| What is being asked |
Please retype the line that contains "the cloud bank" and all lines that follow it to the end of the entries below, exactly as they stand, with nothing added.

Content starts

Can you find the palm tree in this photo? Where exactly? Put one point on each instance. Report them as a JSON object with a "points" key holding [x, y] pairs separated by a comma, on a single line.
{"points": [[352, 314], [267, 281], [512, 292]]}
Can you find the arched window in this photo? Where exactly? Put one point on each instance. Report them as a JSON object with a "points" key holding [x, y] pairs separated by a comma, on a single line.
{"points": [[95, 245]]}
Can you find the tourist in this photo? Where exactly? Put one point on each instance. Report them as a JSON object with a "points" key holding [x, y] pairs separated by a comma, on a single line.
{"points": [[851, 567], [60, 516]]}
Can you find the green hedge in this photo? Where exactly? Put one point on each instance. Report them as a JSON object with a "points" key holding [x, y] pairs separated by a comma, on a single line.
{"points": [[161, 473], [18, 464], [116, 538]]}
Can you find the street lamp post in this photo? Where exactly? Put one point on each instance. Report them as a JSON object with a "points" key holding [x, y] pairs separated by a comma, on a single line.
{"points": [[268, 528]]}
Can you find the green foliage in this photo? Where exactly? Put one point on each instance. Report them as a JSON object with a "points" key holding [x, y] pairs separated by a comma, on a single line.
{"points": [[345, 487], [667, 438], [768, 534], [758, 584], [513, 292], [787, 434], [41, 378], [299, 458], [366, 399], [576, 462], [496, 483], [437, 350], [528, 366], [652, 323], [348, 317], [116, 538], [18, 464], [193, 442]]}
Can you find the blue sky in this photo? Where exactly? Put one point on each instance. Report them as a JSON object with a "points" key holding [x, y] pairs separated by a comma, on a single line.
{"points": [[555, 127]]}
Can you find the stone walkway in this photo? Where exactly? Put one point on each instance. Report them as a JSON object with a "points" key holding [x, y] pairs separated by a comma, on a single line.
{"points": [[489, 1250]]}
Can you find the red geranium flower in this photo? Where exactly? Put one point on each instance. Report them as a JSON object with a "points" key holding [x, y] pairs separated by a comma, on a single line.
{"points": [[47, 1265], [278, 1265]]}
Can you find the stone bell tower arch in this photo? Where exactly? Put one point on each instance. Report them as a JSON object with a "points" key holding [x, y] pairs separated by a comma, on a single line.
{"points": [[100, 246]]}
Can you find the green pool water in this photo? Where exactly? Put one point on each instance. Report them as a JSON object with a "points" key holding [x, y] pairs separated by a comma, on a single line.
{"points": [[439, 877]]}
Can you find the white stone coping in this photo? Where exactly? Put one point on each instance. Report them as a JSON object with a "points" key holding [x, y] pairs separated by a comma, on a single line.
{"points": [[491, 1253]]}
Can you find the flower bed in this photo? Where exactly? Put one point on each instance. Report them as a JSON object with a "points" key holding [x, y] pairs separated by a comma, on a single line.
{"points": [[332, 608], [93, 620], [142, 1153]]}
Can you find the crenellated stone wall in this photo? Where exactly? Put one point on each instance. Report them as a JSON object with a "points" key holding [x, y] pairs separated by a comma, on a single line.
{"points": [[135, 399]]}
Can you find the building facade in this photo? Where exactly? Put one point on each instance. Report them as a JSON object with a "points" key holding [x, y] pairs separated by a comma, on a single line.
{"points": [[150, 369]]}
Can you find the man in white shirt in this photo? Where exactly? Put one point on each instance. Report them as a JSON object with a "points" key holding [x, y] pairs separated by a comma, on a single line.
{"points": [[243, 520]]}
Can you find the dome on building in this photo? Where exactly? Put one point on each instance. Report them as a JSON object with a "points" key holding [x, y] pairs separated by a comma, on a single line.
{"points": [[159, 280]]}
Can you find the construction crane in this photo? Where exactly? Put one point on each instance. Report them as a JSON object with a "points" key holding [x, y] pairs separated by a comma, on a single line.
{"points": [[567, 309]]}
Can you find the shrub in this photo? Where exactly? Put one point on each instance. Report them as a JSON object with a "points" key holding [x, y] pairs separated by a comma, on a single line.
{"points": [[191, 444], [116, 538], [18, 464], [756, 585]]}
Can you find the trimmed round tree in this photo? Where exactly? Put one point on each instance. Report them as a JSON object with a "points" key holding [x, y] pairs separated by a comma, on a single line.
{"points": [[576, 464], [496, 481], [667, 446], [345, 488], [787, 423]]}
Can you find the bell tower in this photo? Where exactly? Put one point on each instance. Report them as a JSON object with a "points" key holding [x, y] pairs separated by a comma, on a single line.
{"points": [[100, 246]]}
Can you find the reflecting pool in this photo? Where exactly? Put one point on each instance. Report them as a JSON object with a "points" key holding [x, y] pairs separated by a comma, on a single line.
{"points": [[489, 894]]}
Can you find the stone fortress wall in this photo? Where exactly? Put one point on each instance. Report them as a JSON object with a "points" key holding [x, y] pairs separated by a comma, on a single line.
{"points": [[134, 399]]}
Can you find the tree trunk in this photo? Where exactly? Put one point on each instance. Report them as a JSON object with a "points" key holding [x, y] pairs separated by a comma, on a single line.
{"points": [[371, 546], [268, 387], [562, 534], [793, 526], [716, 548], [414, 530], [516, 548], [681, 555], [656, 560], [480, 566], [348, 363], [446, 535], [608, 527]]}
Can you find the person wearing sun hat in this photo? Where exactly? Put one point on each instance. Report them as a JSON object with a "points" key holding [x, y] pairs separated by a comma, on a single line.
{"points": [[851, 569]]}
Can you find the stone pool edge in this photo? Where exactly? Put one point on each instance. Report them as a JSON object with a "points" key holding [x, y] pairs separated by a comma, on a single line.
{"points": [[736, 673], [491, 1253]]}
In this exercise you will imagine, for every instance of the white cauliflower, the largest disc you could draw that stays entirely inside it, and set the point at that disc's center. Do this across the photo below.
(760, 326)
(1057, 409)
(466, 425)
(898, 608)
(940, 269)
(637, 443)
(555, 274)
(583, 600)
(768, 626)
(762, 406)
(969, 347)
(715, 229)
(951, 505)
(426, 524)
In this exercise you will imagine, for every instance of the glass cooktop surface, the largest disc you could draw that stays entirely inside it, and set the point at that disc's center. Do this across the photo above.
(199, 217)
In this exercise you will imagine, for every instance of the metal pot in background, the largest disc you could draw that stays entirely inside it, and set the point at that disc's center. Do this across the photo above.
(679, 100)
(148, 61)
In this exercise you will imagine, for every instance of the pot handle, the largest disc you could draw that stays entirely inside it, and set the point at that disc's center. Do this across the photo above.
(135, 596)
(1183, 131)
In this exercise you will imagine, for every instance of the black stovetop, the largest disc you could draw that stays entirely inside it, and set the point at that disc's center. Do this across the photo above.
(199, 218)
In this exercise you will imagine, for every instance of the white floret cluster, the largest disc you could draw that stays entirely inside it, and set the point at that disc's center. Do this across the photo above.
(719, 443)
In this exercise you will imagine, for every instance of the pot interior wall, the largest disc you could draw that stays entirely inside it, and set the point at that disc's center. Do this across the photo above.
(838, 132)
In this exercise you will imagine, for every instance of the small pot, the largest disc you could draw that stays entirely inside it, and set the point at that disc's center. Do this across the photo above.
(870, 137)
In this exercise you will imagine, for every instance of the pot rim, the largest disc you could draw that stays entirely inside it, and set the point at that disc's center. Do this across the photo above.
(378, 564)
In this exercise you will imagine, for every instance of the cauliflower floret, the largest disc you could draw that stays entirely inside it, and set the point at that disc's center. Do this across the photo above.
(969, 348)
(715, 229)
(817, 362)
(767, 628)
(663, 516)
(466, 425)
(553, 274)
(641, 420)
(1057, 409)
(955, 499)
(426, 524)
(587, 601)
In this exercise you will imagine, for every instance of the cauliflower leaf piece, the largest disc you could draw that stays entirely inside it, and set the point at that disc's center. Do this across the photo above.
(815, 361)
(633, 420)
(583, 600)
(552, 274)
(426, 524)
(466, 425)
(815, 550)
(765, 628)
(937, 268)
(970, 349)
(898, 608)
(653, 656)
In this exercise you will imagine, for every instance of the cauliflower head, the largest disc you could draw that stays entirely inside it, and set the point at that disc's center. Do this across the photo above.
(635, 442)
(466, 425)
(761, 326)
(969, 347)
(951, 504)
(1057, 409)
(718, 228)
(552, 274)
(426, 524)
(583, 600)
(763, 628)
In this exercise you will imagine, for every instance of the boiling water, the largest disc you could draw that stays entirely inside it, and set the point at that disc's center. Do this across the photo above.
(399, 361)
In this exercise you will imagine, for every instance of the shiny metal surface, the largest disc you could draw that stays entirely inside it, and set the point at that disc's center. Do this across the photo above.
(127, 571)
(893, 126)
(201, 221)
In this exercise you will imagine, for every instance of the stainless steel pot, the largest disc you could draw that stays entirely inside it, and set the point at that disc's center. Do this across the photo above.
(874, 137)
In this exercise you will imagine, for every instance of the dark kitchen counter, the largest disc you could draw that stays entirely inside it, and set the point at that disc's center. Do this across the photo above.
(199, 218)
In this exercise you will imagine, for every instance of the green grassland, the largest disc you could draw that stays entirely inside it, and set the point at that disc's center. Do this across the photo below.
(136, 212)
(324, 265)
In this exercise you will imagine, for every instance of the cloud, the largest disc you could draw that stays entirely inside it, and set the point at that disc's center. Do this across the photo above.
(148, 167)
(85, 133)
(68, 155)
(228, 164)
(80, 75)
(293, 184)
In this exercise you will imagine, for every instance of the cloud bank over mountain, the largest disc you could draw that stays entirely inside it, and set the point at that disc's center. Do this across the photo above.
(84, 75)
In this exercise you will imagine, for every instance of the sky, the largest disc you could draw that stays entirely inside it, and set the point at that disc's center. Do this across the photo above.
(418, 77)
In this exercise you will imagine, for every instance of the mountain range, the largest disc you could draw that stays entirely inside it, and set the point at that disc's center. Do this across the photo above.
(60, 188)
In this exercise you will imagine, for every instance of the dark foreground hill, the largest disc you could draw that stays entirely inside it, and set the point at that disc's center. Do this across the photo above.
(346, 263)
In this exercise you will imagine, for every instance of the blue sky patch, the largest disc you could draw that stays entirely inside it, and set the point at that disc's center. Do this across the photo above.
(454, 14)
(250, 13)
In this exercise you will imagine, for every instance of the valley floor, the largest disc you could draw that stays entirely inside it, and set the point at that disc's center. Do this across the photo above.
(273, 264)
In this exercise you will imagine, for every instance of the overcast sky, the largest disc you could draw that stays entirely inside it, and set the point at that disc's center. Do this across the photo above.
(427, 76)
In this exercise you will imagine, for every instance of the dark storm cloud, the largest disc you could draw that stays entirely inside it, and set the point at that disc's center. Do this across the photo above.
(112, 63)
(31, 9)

Content ends

| Finished exercise |
In this exercise you will imagine, for every instance of the cloud bank over mountain, the largest disc you could draw that stays entirely inside it, and set the point at that disc's center. Do this across the photo above.
(84, 75)
In this exercise you will imagine, for every instance of the sky, the largest disc you could draw that stays entirely inside it, and set the point at that disc's center. Do this across the photo above.
(418, 77)
In this exercise you will imagine, for every instance of the mountain range, the largest disc you could draw that stays entirely inside it, and set the point at that disc's center. Do this across the photo above.
(60, 188)
In this exercise you will imagine, for every instance of the dark foreground hill, the largest disc you could draw that stays entirely inside it, and set the point at that disc's center. Do this across the photo above.
(346, 263)
In this exercise you will imagine, for every instance of the blue sky patch, the largest disc you could draw that stays entirely inside it, and set the point at that disc's center. Do this across the photo above.
(454, 14)
(250, 13)
In this exercise you will imagine, for every instance of the valley floor, the largest disc you could draw that stays entirely inside it, and set the point at that disc's center. Do this across the photo above.
(273, 264)
In this exercise you will imagine, for every instance of the overcast sky, the largest disc you could draw that stays entirely inside it, and set the point at that disc's center. Do this across the photo above.
(427, 76)
In this exercise you will imagine, for every instance of the dark storm cloud, the largest disc you could draw that stays entirely inside it, and set the point at that disc's center. Do this across the photo above.
(112, 63)
(31, 9)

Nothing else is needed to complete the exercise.